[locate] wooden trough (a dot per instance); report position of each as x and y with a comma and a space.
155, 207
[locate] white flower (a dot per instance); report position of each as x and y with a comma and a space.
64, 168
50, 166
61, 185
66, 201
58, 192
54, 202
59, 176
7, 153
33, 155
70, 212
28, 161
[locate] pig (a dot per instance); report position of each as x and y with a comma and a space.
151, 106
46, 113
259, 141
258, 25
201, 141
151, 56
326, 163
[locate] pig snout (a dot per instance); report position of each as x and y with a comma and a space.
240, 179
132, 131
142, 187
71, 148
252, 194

==

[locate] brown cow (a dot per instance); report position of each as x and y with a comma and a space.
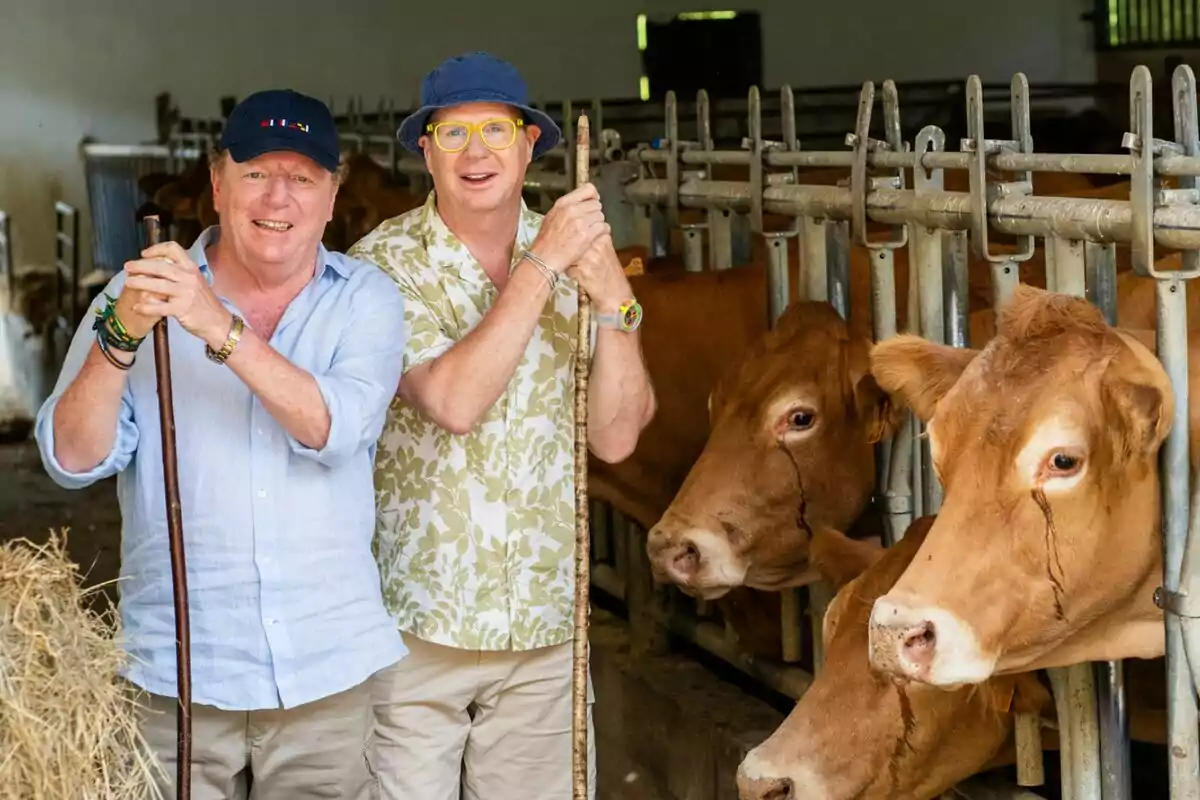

...

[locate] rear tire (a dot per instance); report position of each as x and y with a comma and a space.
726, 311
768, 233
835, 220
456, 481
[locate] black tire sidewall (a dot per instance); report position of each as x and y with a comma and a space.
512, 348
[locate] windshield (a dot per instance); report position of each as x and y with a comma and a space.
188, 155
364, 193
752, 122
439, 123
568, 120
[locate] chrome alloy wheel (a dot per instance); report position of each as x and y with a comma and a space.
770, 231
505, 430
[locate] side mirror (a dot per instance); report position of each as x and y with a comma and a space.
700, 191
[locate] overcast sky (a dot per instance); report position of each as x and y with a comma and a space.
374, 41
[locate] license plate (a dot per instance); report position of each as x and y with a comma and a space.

→ DESCRIPTION OF THE TASK
State how many lines of the material above contain the string "tire". Reply with the number alone.

→ SOLUTION BELOW
2